TASK STATEMENT —
Go through the data and copy every line exactly, but not the images.

[Stored dataset items]
**********

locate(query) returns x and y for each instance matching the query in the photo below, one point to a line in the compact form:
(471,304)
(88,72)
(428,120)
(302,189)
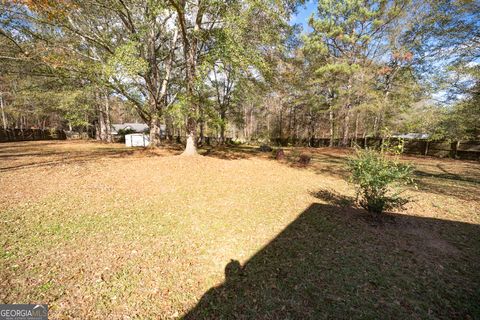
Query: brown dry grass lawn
(99,231)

**********

EXERCISE RESULT —
locate(query) returns x and y for each instance matching the query in the photo below, one point to a line in the compact form:
(471,304)
(88,72)
(428,120)
(302,189)
Query: brown dry grass lawn
(99,231)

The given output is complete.